■ Excerpted records ■
+===+
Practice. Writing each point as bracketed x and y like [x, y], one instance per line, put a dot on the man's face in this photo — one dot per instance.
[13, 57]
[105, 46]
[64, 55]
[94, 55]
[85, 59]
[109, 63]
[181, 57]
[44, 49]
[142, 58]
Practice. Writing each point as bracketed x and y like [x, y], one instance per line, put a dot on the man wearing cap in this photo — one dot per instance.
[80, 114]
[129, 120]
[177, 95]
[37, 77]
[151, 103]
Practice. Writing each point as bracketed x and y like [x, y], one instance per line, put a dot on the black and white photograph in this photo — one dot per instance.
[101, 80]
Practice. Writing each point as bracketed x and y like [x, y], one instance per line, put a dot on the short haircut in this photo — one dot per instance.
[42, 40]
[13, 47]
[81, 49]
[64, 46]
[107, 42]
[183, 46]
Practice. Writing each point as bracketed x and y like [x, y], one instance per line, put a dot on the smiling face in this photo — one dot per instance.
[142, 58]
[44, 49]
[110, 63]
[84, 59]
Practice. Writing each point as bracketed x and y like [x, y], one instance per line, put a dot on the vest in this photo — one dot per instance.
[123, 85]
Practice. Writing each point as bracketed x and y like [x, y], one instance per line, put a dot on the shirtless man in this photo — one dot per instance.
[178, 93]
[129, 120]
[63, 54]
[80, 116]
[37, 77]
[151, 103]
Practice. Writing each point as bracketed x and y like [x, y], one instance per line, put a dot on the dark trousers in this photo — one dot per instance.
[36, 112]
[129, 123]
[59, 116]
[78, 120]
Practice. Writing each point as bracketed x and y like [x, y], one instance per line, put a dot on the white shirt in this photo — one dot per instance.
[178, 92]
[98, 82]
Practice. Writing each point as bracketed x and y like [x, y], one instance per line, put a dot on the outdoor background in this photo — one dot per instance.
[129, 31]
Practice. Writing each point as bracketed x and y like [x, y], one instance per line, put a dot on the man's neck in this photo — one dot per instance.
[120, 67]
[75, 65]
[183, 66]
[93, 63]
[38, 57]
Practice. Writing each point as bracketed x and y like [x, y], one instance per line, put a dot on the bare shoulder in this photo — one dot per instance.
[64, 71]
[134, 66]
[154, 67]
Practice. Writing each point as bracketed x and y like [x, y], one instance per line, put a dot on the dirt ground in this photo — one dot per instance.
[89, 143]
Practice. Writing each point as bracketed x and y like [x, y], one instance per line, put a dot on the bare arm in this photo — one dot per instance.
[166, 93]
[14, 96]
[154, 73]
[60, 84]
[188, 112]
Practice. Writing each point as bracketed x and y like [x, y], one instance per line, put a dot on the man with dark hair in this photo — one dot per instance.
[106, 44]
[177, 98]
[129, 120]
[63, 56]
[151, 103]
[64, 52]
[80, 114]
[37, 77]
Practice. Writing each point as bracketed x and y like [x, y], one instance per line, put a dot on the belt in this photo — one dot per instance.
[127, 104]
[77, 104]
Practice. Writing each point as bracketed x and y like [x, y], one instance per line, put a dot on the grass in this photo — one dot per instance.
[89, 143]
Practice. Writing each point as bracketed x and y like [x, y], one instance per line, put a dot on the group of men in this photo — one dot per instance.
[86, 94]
+===+
■ Exercise prompt ■
Please set down each line of the records exactly as given.

■ Reply to the task ■
Practice. Writing each point as bracketed x and y like [x, y], one instance per line, put a dot on the man's face in this photo — one dot per instance.
[13, 57]
[105, 46]
[64, 55]
[94, 55]
[85, 59]
[109, 63]
[181, 57]
[44, 49]
[142, 58]
Practice. Writing each point as bracketed x and y like [x, y], one instance per line, put a dot on the man wearing cap in this photo — one dot per instance.
[80, 114]
[129, 120]
[177, 95]
[37, 77]
[151, 103]
Practice. Writing each point as bracketed x and y like [x, y], one instance per line, put a dot on the black and white photograph in this photo — one dot per instance.
[101, 80]
Practice. Writing each point as bracketed x and y like [x, y], one instance per line, put a dot on the short haircut in this photo — one dot per instance.
[42, 40]
[13, 47]
[81, 49]
[64, 46]
[107, 42]
[183, 46]
Practice. Writing each point as bracketed x and y like [x, y], one instance per line, put a dot on the smiling face in this photo — one dot per instance.
[142, 58]
[44, 49]
[110, 63]
[84, 59]
Practice. Writing each point as bracketed x and y like [x, y], one instance per line, put a dot on the vest in this photo — one dot per instance.
[123, 85]
Practice. Writing each point as bracketed x and y like [x, y], one instance per line, put a dot on the shirtless man in this photo — one dot per instance.
[178, 93]
[129, 120]
[63, 54]
[80, 116]
[37, 77]
[151, 103]
Practice. Writing each point as bracketed x and y like [x, y], one instance per line, put a dot on the dark trousers in this photo — one dot per instance.
[36, 112]
[129, 123]
[59, 116]
[78, 120]
Practice. Writing each point as bracketed x and y like [x, y], one instance per line, put a dot on the white shirt in this photo — one dot per instance.
[178, 92]
[98, 82]
Practice. Writing each point as bracketed x and y like [x, y], one instance per line, put a dot on the outdoor background in this photo — one dot per instance.
[129, 31]
Practice. Writing each point as bracketed x and y like [x, y], one instance per line, put a dot on the man's neck in this photo — one dot per instance.
[120, 67]
[75, 65]
[183, 66]
[93, 63]
[38, 57]
Practice. Writing each point as bracketed x and y like [x, y], one instance per line, put a dot on the bare shoulder in this photo — one dot per instance.
[64, 71]
[134, 66]
[154, 67]
Practice. Writing each point as bracketed x and y like [x, y], one instance per line, put a dot on the dirt ground in this photo — one dot per instance.
[89, 143]
Practice. Writing each point as bracketed x and y like [x, y], one instance per line, put a dot on the bare arm in this photo — one dot per instance.
[166, 93]
[14, 96]
[154, 73]
[60, 84]
[188, 112]
Practice. Writing each point as bracketed x and y like [x, y], one instance per line, put a dot on the man with dark hair in this photo — one dot per instance.
[106, 44]
[177, 98]
[129, 120]
[63, 56]
[151, 103]
[64, 52]
[80, 114]
[37, 77]
Practice. Writing each point as bracketed x and y like [x, y], one instance per line, put a dot on the belt in this photo — one dot per instance.
[127, 104]
[77, 104]
Practice. Writing each point as bracketed x and y like [x, y], one instance per line, put a dot on the grass in this photo — one dot per instance.
[89, 143]
Practice. Writing each point as bracketed x and y like [x, y], one instance per line, put a dot on the group of men in this photo — one dot per instance.
[86, 94]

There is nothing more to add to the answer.